=== SOURCE RECORDS ===
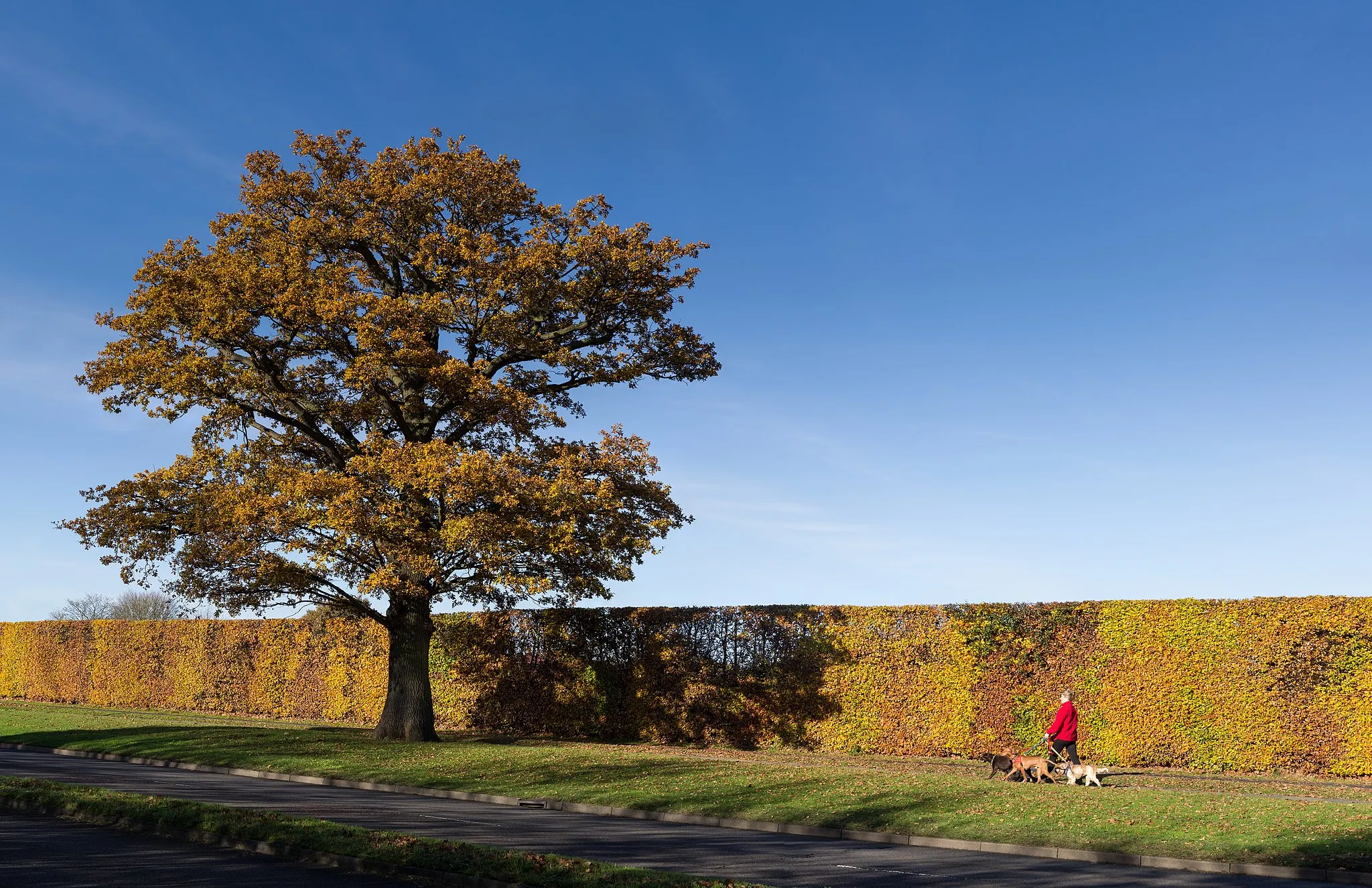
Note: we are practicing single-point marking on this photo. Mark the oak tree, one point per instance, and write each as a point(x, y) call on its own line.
point(378, 356)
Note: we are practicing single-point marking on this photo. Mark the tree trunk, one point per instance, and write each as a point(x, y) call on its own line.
point(409, 699)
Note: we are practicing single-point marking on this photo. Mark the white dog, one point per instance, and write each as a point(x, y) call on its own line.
point(1085, 773)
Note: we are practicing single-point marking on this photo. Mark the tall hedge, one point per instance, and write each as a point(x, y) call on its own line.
point(1220, 685)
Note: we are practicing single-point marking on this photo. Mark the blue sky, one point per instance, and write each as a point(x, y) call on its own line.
point(1016, 301)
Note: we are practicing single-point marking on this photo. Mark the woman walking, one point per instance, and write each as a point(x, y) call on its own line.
point(1064, 732)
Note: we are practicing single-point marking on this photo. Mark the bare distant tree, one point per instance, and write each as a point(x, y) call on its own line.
point(92, 607)
point(131, 606)
point(145, 606)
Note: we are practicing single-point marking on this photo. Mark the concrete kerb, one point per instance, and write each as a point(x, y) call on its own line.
point(303, 855)
point(1347, 877)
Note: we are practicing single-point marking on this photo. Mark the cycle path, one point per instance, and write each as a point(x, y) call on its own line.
point(777, 860)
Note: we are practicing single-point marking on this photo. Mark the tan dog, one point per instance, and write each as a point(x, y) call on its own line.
point(1085, 773)
point(1022, 763)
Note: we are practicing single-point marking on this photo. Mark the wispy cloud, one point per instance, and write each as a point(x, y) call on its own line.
point(106, 113)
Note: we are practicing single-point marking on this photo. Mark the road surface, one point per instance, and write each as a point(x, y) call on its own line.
point(784, 861)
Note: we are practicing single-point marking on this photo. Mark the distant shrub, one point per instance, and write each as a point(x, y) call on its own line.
point(1224, 685)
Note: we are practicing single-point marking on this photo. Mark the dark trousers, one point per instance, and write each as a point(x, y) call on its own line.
point(1064, 750)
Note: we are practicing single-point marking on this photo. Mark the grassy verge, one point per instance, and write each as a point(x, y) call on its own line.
point(136, 812)
point(1144, 814)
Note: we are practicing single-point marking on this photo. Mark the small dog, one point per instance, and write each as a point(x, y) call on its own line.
point(1085, 773)
point(1024, 763)
point(999, 763)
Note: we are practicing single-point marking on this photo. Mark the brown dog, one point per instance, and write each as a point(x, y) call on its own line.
point(1024, 763)
point(1085, 773)
point(999, 763)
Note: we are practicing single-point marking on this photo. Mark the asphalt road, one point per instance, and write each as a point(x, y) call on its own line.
point(770, 858)
point(39, 851)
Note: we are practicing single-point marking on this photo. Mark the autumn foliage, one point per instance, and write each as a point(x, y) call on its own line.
point(379, 355)
point(1219, 685)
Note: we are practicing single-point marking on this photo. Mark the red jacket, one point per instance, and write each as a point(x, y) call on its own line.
point(1065, 724)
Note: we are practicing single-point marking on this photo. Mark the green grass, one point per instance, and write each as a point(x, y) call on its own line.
point(1157, 814)
point(149, 813)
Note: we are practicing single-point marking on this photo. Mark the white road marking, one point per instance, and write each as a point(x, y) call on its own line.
point(459, 820)
point(870, 869)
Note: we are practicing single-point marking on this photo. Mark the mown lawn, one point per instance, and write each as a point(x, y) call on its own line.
point(1146, 814)
point(527, 868)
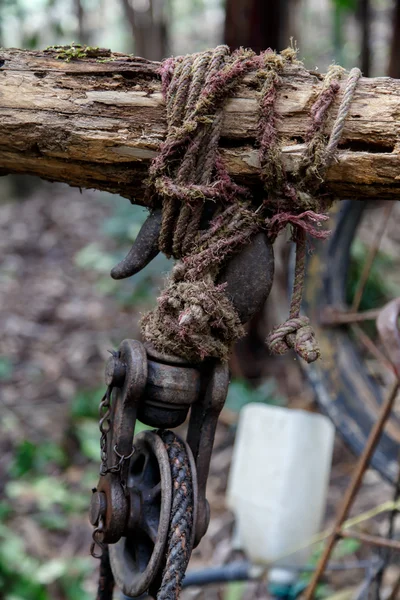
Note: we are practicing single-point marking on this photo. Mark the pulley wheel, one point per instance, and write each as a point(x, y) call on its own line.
point(137, 558)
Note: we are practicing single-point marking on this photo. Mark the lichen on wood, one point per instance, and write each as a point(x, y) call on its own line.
point(98, 124)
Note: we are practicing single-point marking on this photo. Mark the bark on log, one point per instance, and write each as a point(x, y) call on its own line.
point(97, 122)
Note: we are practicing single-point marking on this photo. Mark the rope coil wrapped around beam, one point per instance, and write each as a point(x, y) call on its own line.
point(207, 217)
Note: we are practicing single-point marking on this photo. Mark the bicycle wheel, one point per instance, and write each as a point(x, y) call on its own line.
point(349, 277)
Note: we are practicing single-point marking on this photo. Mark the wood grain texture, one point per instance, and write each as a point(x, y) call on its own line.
point(97, 123)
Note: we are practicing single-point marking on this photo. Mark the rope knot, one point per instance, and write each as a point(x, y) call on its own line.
point(295, 333)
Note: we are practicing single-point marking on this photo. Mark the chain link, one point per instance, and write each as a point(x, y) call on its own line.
point(105, 426)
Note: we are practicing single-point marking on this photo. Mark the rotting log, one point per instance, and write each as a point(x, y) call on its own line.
point(97, 123)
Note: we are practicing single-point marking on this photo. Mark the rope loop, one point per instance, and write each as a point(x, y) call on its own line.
point(207, 217)
point(295, 333)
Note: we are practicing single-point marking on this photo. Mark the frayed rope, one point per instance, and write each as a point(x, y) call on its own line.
point(194, 318)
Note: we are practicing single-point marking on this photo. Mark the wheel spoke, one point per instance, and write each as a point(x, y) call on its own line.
point(151, 530)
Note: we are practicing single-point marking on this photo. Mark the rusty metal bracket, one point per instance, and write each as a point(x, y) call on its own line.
point(131, 506)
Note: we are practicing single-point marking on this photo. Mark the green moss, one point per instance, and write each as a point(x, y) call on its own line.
point(78, 51)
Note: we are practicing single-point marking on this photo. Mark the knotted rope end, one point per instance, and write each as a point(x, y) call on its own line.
point(297, 334)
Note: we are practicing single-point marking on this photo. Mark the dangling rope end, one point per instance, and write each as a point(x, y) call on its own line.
point(297, 334)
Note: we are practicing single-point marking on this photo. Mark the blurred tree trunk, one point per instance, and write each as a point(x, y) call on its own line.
point(394, 61)
point(257, 24)
point(80, 14)
point(365, 22)
point(148, 23)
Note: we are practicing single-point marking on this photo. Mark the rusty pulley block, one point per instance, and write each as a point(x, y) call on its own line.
point(131, 505)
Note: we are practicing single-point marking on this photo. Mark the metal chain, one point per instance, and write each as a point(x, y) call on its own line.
point(105, 426)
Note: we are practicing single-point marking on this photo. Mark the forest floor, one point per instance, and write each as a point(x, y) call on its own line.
point(60, 314)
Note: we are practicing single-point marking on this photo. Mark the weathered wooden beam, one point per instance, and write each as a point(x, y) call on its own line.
point(97, 122)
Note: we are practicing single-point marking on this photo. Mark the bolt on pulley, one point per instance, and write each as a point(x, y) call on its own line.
point(131, 505)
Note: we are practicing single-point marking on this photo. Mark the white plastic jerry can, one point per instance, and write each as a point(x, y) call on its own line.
point(278, 482)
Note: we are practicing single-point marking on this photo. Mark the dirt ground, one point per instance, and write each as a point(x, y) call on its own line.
point(57, 325)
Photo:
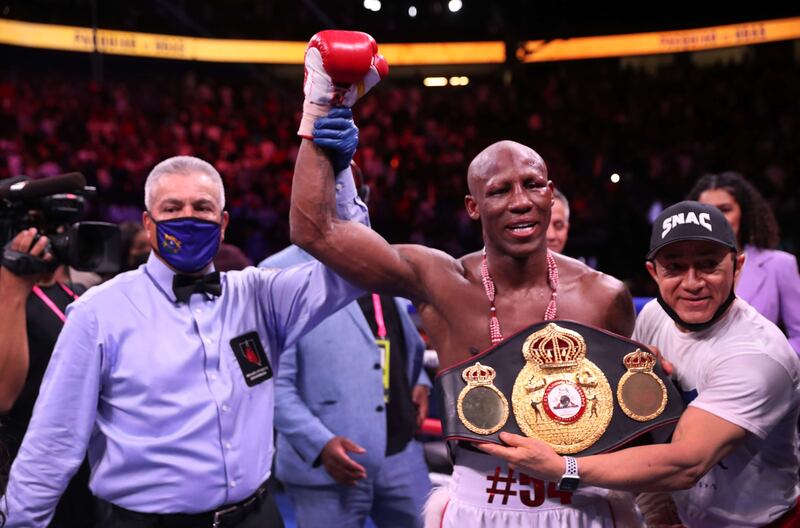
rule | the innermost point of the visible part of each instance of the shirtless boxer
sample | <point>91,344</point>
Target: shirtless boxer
<point>515,279</point>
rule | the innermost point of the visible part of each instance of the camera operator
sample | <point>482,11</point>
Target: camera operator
<point>31,317</point>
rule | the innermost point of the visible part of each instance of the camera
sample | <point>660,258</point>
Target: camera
<point>55,206</point>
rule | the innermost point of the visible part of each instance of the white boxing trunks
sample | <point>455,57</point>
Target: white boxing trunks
<point>485,492</point>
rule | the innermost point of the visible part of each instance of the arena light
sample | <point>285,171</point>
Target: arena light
<point>372,5</point>
<point>431,82</point>
<point>454,6</point>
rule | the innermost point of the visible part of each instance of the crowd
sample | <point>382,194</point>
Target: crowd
<point>660,132</point>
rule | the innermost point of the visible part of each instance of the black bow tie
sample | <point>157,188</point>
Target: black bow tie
<point>185,285</point>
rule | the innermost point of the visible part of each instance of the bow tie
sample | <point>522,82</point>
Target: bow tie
<point>185,285</point>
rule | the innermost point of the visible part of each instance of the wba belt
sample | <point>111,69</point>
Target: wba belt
<point>578,388</point>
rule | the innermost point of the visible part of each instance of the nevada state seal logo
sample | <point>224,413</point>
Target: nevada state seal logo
<point>559,396</point>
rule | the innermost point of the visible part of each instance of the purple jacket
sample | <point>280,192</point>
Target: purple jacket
<point>771,284</point>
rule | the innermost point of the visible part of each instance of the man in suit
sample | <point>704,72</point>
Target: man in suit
<point>346,448</point>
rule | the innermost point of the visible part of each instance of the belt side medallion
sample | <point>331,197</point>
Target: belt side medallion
<point>559,396</point>
<point>641,394</point>
<point>482,408</point>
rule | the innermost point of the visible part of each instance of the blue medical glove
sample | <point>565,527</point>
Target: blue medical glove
<point>338,135</point>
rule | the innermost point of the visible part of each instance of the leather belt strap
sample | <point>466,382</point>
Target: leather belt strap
<point>581,389</point>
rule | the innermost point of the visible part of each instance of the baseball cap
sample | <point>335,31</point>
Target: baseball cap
<point>689,220</point>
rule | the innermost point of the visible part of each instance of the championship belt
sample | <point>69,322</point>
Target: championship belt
<point>577,388</point>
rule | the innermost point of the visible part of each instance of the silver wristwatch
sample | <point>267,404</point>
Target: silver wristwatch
<point>570,479</point>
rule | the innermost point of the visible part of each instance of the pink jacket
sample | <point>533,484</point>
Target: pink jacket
<point>771,284</point>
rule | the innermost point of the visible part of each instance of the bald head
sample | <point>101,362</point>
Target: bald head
<point>498,156</point>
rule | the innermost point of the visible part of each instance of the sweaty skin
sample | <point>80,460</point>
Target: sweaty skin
<point>511,196</point>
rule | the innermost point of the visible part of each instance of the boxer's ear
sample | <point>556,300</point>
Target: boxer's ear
<point>472,207</point>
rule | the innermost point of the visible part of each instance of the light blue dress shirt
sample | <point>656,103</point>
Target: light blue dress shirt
<point>152,388</point>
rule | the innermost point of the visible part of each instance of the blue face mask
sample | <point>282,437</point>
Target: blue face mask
<point>187,244</point>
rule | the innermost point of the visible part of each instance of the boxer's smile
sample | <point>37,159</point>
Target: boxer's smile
<point>523,229</point>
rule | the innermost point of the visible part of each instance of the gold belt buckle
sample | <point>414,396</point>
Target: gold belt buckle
<point>220,513</point>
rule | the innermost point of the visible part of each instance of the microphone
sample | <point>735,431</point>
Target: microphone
<point>24,189</point>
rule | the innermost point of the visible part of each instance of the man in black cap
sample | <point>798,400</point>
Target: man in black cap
<point>733,457</point>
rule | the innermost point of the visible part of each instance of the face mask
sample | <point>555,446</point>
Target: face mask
<point>696,327</point>
<point>187,244</point>
<point>138,259</point>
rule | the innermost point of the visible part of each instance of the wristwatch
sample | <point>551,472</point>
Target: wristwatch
<point>570,479</point>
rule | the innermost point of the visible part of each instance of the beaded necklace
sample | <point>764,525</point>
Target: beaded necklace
<point>488,285</point>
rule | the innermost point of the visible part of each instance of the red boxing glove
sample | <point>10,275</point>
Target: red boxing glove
<point>340,67</point>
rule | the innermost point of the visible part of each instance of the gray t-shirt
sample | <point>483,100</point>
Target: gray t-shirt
<point>744,371</point>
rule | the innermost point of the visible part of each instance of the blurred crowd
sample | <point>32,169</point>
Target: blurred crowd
<point>659,131</point>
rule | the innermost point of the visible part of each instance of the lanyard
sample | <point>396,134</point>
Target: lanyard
<point>376,304</point>
<point>49,302</point>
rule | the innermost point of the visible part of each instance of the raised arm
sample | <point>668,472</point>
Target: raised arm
<point>14,291</point>
<point>353,250</point>
<point>340,66</point>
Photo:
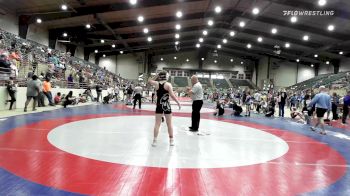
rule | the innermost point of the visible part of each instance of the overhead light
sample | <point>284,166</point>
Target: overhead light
<point>287,45</point>
<point>273,30</point>
<point>322,2</point>
<point>242,24</point>
<point>205,32</point>
<point>255,11</point>
<point>330,27</point>
<point>293,19</point>
<point>177,26</point>
<point>133,2</point>
<point>179,14</point>
<point>140,18</point>
<point>64,7</point>
<point>218,9</point>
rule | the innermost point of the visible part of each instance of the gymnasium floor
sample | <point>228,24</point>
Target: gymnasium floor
<point>106,150</point>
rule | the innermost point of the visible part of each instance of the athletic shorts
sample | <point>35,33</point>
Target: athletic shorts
<point>160,110</point>
<point>320,112</point>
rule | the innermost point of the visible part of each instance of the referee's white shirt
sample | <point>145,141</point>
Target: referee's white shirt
<point>197,92</point>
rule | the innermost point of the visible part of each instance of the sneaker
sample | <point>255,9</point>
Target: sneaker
<point>154,144</point>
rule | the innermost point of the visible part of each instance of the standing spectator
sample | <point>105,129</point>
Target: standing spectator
<point>137,95</point>
<point>33,90</point>
<point>293,101</point>
<point>88,93</point>
<point>335,103</point>
<point>70,81</point>
<point>248,101</point>
<point>99,92</point>
<point>346,107</point>
<point>322,102</point>
<point>196,93</point>
<point>47,91</point>
<point>57,98</point>
<point>11,89</point>
<point>69,99</point>
<point>129,92</point>
<point>282,97</point>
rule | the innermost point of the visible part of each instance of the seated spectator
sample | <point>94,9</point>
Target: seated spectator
<point>11,89</point>
<point>237,110</point>
<point>82,98</point>
<point>219,108</point>
<point>57,98</point>
<point>69,99</point>
<point>270,109</point>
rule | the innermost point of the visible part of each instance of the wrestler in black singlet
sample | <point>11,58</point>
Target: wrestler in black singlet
<point>163,104</point>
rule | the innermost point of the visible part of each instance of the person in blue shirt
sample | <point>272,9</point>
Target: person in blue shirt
<point>322,102</point>
<point>346,107</point>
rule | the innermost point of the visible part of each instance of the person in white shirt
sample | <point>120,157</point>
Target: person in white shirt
<point>196,93</point>
<point>137,95</point>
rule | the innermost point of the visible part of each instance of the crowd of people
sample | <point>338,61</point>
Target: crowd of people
<point>302,105</point>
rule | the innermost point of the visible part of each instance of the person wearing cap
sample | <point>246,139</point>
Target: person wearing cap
<point>164,91</point>
<point>33,90</point>
<point>196,93</point>
<point>346,107</point>
<point>322,102</point>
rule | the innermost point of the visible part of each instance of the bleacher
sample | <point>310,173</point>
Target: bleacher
<point>221,83</point>
<point>180,81</point>
<point>321,80</point>
<point>241,83</point>
<point>309,83</point>
<point>205,82</point>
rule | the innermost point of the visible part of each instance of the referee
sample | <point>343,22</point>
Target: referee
<point>196,94</point>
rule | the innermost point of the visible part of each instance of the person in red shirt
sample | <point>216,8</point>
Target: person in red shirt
<point>47,91</point>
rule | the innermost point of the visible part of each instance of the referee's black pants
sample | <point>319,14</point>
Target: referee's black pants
<point>196,116</point>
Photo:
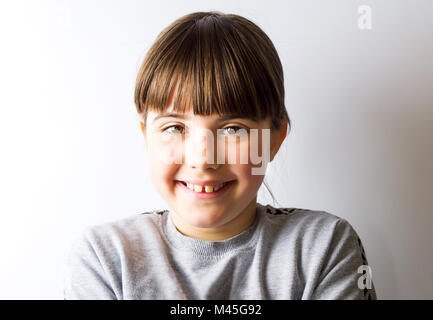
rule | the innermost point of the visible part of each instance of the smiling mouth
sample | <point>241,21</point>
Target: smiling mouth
<point>205,188</point>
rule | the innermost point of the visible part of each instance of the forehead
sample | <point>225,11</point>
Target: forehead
<point>154,116</point>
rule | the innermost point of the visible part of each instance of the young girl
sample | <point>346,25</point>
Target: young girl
<point>207,78</point>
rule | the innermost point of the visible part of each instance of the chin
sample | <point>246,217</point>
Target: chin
<point>203,219</point>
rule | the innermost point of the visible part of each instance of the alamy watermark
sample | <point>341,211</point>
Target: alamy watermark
<point>243,147</point>
<point>365,17</point>
<point>364,281</point>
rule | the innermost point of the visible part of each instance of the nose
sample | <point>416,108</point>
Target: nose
<point>200,150</point>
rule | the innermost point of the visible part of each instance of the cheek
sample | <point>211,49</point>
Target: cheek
<point>162,171</point>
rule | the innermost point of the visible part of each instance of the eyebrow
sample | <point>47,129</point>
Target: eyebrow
<point>182,116</point>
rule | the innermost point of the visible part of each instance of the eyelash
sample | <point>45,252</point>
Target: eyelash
<point>179,126</point>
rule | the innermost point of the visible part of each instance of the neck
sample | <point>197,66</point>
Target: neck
<point>230,229</point>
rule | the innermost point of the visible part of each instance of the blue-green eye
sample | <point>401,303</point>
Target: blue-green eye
<point>234,130</point>
<point>175,129</point>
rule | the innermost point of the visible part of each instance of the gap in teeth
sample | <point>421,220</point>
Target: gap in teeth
<point>206,188</point>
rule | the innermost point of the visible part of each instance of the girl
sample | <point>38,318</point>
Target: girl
<point>214,77</point>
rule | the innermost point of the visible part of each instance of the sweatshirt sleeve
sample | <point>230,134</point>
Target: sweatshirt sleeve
<point>345,273</point>
<point>86,276</point>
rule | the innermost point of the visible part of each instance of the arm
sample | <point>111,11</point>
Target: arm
<point>86,275</point>
<point>341,277</point>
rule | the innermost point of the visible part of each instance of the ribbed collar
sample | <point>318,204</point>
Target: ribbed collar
<point>243,241</point>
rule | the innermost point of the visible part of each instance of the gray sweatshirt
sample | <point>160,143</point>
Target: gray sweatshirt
<point>287,253</point>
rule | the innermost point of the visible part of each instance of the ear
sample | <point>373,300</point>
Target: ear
<point>278,138</point>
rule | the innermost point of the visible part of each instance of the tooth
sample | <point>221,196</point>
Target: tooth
<point>198,188</point>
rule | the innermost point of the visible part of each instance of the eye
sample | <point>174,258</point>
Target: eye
<point>234,130</point>
<point>174,129</point>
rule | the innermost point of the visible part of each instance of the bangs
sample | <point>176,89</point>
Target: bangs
<point>214,64</point>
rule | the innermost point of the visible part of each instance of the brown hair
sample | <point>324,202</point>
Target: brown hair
<point>217,63</point>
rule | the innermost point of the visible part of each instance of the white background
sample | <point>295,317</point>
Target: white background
<point>72,154</point>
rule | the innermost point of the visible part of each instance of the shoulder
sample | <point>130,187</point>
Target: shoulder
<point>312,228</point>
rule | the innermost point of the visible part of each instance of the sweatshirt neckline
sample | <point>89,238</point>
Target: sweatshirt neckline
<point>242,241</point>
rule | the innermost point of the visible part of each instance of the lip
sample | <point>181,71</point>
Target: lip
<point>206,182</point>
<point>206,195</point>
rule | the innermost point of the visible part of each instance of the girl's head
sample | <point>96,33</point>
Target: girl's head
<point>209,71</point>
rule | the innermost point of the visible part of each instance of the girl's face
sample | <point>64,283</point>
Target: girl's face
<point>179,149</point>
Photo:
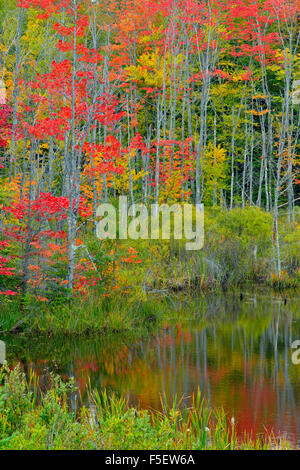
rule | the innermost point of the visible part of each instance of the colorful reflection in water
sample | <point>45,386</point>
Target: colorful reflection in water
<point>237,351</point>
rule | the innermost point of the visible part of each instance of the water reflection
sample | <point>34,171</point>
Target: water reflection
<point>238,352</point>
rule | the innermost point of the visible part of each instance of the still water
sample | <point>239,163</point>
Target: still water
<point>235,349</point>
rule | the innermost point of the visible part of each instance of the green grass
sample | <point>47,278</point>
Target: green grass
<point>35,420</point>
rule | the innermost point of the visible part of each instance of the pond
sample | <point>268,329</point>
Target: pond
<point>236,348</point>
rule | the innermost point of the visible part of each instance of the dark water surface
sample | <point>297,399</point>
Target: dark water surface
<point>236,350</point>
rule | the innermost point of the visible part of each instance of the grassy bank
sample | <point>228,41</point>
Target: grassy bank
<point>238,252</point>
<point>32,419</point>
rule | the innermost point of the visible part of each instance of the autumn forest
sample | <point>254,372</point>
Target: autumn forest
<point>166,102</point>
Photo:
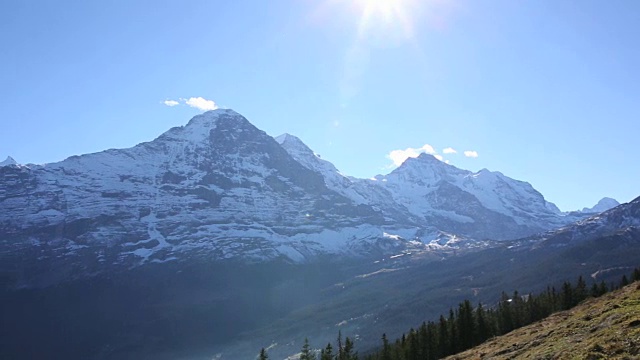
===
WHAT TO PRODUCE => From the records above, transcribe without alteration every line from the one with "sample | <point>120,157</point>" to the one with "the referee's black pants", inclusive.

REPLY =>
sample | <point>120,157</point>
Target: person in white shirt
<point>196,93</point>
<point>137,95</point>
rule | the innermost point of the visible part of each instance of the crowd of people
sample | <point>338,61</point>
Target: crowd of people
<point>302,105</point>
rule | the innermost point of the visible part of each instance of the person wearing cap
sample | <point>246,139</point>
Target: person wearing cap
<point>164,91</point>
<point>33,90</point>
<point>196,93</point>
<point>346,107</point>
<point>322,102</point>
rule | the innermost point of the visible part of each instance of the bleacher
sample | <point>310,173</point>
Target: bleacher
<point>221,83</point>
<point>180,81</point>
<point>321,80</point>
<point>241,83</point>
<point>309,83</point>
<point>205,82</point>
rule | the innermost point of the visible part of each instance of the referee
sample | <point>343,22</point>
Target: referee
<point>196,94</point>
rule | the innermost point of the visible part of each instance of the person in red shirt
sample | <point>216,8</point>
Target: person in red shirt
<point>47,91</point>
rule | the innermost point of the visible part of each instance of the referee's black pants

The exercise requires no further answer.